#### WORKING DATA:
====
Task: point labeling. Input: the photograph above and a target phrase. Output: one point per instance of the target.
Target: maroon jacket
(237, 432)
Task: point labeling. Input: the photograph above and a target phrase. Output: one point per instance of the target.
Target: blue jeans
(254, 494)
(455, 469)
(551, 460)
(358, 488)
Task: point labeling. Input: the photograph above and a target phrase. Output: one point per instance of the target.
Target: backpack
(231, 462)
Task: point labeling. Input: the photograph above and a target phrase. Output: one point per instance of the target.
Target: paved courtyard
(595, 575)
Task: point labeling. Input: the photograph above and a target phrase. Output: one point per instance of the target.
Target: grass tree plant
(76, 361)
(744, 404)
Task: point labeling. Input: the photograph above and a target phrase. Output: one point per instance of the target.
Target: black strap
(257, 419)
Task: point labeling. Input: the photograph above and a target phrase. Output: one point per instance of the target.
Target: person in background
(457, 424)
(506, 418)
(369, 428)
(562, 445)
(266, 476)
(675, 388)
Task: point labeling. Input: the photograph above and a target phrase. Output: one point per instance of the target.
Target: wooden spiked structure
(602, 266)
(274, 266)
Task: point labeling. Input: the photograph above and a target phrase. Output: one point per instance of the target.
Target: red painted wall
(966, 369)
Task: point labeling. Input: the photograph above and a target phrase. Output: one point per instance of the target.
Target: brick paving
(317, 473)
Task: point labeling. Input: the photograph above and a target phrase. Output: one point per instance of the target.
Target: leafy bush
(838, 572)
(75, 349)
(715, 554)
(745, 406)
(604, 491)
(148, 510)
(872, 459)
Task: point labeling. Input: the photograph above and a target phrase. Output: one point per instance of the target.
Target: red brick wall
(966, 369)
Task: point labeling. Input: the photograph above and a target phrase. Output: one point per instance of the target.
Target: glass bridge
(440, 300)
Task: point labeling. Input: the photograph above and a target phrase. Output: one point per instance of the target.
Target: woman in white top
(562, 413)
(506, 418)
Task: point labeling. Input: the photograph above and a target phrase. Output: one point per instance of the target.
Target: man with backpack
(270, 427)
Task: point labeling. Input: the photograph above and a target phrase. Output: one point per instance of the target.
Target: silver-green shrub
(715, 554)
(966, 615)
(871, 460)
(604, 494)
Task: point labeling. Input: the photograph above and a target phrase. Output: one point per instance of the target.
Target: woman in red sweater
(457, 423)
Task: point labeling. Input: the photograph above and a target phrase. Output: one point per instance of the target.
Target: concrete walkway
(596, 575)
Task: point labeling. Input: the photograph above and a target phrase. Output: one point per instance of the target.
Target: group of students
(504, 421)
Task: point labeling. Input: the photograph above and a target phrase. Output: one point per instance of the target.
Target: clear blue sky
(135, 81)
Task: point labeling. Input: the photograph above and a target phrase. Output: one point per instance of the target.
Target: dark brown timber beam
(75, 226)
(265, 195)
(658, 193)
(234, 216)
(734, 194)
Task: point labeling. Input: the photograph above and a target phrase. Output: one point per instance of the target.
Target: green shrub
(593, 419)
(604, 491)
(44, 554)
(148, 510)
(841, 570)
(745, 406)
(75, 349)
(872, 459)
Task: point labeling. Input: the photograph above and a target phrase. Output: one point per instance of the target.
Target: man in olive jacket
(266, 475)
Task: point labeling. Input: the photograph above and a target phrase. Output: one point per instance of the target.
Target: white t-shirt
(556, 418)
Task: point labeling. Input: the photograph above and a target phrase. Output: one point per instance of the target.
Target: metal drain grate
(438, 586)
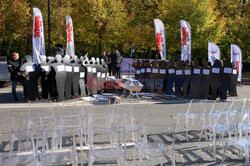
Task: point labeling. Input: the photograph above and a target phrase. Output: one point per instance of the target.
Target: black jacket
(117, 60)
(14, 68)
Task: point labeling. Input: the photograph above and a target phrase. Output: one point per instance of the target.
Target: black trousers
(117, 72)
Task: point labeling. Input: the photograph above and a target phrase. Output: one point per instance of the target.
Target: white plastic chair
(59, 155)
(192, 116)
(218, 125)
(75, 120)
(155, 143)
(106, 143)
(241, 144)
(24, 154)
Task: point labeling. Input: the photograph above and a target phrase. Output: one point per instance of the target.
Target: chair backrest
(72, 120)
(22, 149)
(25, 141)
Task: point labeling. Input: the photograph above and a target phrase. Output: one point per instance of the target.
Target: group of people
(194, 80)
(61, 78)
(114, 62)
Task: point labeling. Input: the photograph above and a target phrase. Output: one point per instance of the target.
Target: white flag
(236, 59)
(160, 37)
(38, 36)
(70, 50)
(185, 41)
(213, 52)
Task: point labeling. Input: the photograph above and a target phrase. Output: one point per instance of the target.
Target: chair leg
(223, 157)
(187, 131)
(214, 140)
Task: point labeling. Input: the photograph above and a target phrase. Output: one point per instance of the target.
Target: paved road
(162, 111)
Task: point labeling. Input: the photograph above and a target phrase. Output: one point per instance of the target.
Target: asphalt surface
(161, 111)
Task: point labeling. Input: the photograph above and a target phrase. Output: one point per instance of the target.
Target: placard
(82, 74)
(94, 70)
(89, 69)
(162, 71)
(45, 68)
(171, 71)
(215, 70)
(29, 69)
(60, 68)
(206, 72)
(178, 72)
(68, 68)
(228, 70)
(197, 71)
(187, 72)
(148, 70)
(138, 72)
(76, 69)
(155, 71)
(99, 74)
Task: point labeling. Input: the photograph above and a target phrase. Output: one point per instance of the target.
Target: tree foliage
(124, 24)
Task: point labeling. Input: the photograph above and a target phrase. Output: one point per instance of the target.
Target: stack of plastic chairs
(155, 142)
(22, 150)
(242, 142)
(193, 114)
(107, 141)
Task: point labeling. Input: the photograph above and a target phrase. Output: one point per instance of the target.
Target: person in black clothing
(109, 62)
(117, 64)
(107, 59)
(16, 75)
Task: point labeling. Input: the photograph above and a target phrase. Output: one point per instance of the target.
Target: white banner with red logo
(70, 49)
(160, 37)
(185, 41)
(38, 36)
(236, 59)
(213, 52)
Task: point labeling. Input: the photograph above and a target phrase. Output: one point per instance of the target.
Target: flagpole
(49, 26)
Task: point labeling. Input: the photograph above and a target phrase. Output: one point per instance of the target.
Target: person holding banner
(225, 79)
(117, 62)
(109, 62)
(16, 75)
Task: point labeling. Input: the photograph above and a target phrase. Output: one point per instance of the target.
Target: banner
====
#### EXERCISE TASK:
Without including any picture, repeat the data exactly.

#### WRITTEN ANSWER:
Task: point labeling. Input: the photograph above and a target phrase. Output: one point per instance of the target.
Target: maroon jacket
(237, 432)
Task: point labeling. Input: the photograph above and a target phrase. Output: one point per instance of the target.
Target: blue jeans
(254, 494)
(455, 469)
(551, 460)
(358, 488)
Task: point labeling. Input: the photograph above and a target phrase. Output: one point per instance of the target.
Target: backpack
(231, 462)
Task: point labeling. Input: the photograph above and a target phrase. Output: one point per instance of the target.
Target: paved courtyard
(595, 575)
Task: point labeling. Input: the photograph above and a target phrase. Output: one point per instance of the target.
Target: grass tree plant
(76, 361)
(744, 404)
Task: point labeling. Input: the photograph above and a target phrase. Output: one point per instance of the target.
Target: black strap
(257, 419)
Task: point labeling. Input: the photograph above and a target phrase. Output: one point per instance of the target.
Target: person in background
(457, 424)
(506, 418)
(369, 428)
(562, 445)
(266, 476)
(675, 388)
Task: point labeling. Input: the photograph above and a target phrase. Output: one point per instance of the target.
Target: wooden spiked structure
(602, 266)
(274, 266)
Task: point labeling. Input: the photograph above and a target phrase. Output: one point per instance of the target.
Target: red painted wall
(966, 369)
Task: point labeling. Input: the photograph above and a target phrase. Output: one point per instance of the target.
Target: brick paving
(317, 473)
Task: point labeling. Input: the photograph above and a target phrase. Output: one point per instance of the target.
Target: leafy bush
(838, 572)
(75, 349)
(715, 554)
(745, 406)
(604, 491)
(148, 510)
(872, 459)
Task: point labeling. Input: the photograph above and a target phrase. Output: one point per instance of the target.
Target: red brick wall
(966, 369)
Task: point labeling. Input: the photograph above and a target phrase. Output: one point per instance of the target.
Target: glass bridge
(440, 300)
Task: point labeling. Input: the photograph above and a target phrase. Output: one point per instance of the target.
Target: woman in white top
(562, 413)
(506, 418)
Task: point labeling. Input: the photograph above and a target phrase. Output: one point per instance of the target.
Target: man with backpack
(270, 427)
Task: point labeling. Input: the photograph above and a target phrase. Output: one point per instance of the target.
Target: silver-green shrub
(715, 554)
(966, 615)
(871, 460)
(604, 494)
Task: point labeling. Input: the photograph above and a target phrase. Output: one point per instance of the target.
Target: woman in red sweater
(457, 423)
Task: point labeling. Input: the photograph above and a target phrase. Output: one point per instance of the target.
Target: concrete walkway
(596, 575)
Task: point labeling. Input: the photograph above and a target phrase. Output: one point per instance of the target.
Target: group of students
(504, 421)
Task: point labeling. Input: the photograph above and a target phrase. Output: one point per instance of the target.
Target: clear blue sky
(135, 81)
Task: point labeling. Input: the photograph above and a target phrase. Output: one point per instance of the target.
Target: dark brown timber beam
(75, 226)
(265, 195)
(658, 193)
(234, 216)
(734, 194)
Task: point labeling. Input: the photograph above and a target phrase. Output: one point per instance of the target.
Target: green shrub
(593, 419)
(604, 491)
(44, 554)
(148, 510)
(841, 570)
(745, 406)
(75, 349)
(872, 459)
Task: point labeling. Input: the photograph above and a target phrase. Output: one point per instance of the target.
Target: man in olive jacket
(266, 475)
Task: point labeling. Input: the photograph above and a target phrase. Output: one point per instance of the target.
Target: white t-shirt
(556, 418)
Task: point labeling. Input: the photograph above and a target phrase. Output: one point per instance of the target.
Target: metal drain grate
(438, 586)
Task: point labeling. Input: the photograph above and a target phrase. Output: one point per instance of the target.
Target: black jacket
(117, 60)
(14, 68)
Task: point labeling. Input: the photograph above and a target phrase. Output: one point per instance of the target.
Target: black trousers
(117, 72)
Task: point labeling. Input: the photograph above and a target phrase. Output: one point per instance of the target.
Target: white plastic chair
(59, 155)
(192, 116)
(218, 125)
(75, 120)
(155, 143)
(106, 143)
(241, 144)
(24, 154)
Task: point labeling. Input: the photograph above and a target phrase. Output: one point per instance of the target.
Target: chair backrest
(72, 120)
(22, 149)
(25, 141)
Task: point labeling. Input: the photograph above and a target phrase. Output: one point per instance of the target.
Target: group of people
(194, 80)
(61, 78)
(114, 62)
Task: point labeling. Input: the photograph above and a target phrase. Output: one point per instance of the target.
Target: white flag
(236, 59)
(160, 37)
(38, 36)
(70, 50)
(185, 41)
(213, 52)
Task: point labeling. Input: the photograph above and a target phrase. Output: one point per instance of the target.
Target: chair leg
(223, 157)
(187, 131)
(214, 140)
Task: point labeling. Input: the photograph above and a target phrase. Output: one point per instance of the target.
Target: paved road
(162, 111)
Task: point labeling. Input: the photograph above and a target phrase. Output: one point per instance of the target.
Target: asphalt surface
(161, 111)
Task: point labeling. Input: the photograph above and a target phrase. Output: one point per instance of the target.
Target: placard
(82, 74)
(94, 70)
(89, 69)
(162, 71)
(45, 68)
(171, 71)
(215, 70)
(29, 69)
(60, 68)
(206, 72)
(178, 72)
(68, 68)
(228, 70)
(197, 71)
(187, 72)
(148, 70)
(138, 72)
(76, 69)
(155, 71)
(99, 74)
Task: point labeling. Input: the photograph above and a target phrase. Output: one point per instance of the target.
Target: tree foliage
(124, 24)
Task: point labeling. Input: the photograph above and a target phrase. Output: one point per instance of the target.
Target: stack of plastic chairs
(155, 142)
(22, 150)
(242, 142)
(193, 114)
(107, 141)
Task: point labeling. Input: the photograph above and a target phrase. Output: one point per instance of the target.
Target: person in black clothing
(109, 62)
(117, 64)
(107, 59)
(16, 75)
Task: point labeling. Input: the photograph above and a target phrase. Output: one point per instance of the target.
Target: white banner with red logo
(70, 49)
(160, 37)
(185, 41)
(38, 36)
(236, 59)
(213, 52)
Task: point labeling. Input: the photograph above and a target phrase. Output: one point per instance of the target.
Target: flagpole
(49, 26)
Task: point labeling. Input: the photograph above and a target phrase. Output: one point per instance of the target.
Target: person holding banner
(225, 79)
(117, 62)
(109, 62)
(16, 75)
Task: point labeling. Input: the photograph above and a target phrase. Output: one point per instance of the target.
Target: banner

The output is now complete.